Eonia® is based on overnight lending rates in the Eurozone. Banks are required to have a certain percentage of their deposits on hand to satisfy withdrawal demands, and sometimes banks fall short of their requirements because of daily fluctuations in deposit levels. To meet reserve requirements, banks often lend funds to each other overnight. These loans are unsecured, and they are repaid the next day. The lending bank profits from gaining interest on its excess reserves, and the borrowing bank meets regulations.

To calculate this rate, Euribor-EBF and the European Central Bank keep track of all of the unsecured overnight lending that occurs between the banks in the European Banking Federation. Eonia® is a weighted average of all of the loans of this type that occur in the Eurozone. Thus, it represents a benchmark rate for overnight loans between banks that are transacted in the euro.

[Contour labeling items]

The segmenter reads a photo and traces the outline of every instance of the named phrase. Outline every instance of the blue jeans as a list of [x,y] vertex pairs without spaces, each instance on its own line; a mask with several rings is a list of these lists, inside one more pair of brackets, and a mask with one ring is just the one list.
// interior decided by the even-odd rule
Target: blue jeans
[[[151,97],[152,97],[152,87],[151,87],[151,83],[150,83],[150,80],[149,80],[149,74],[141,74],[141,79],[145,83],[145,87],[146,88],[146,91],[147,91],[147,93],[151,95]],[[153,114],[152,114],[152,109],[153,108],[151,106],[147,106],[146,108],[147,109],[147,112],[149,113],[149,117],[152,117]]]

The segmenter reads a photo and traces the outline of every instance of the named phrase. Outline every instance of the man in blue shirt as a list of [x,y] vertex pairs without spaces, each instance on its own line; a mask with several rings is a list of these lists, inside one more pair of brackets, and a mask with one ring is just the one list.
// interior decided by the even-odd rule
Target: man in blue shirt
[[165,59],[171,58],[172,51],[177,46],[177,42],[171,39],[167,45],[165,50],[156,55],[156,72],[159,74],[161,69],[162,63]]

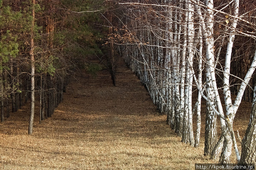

# SET EXERCISE 1:
Using the Eonia passage, state whether each statement agrees with it, answering yes or no and quoting the words that decide it: (a) The overnight loans between banks are secured. (b) Eonia® is a weighted average of the unsecured overnight loans in the Eurozone. (c) The borrowing bank profits from gaining interest on its excess reserves.
# SET EXERCISE 2:
According to the Eonia passage, which two bodies track the unsecured overnight lending used to calculate the rate?

# REPLY 1:
(a) No: "These loans are unsecured, and they are repaid the next day."
(b) Yes: "Eonia® is a weighted average of all of the loans of this type that occur in the Eurozone."
(c) No: "The lending bank profits from gaining interest on its excess reserves, and the borrowing bank meets regulations."

# REPLY 2:
Euribor-EBF and the European Central Bank.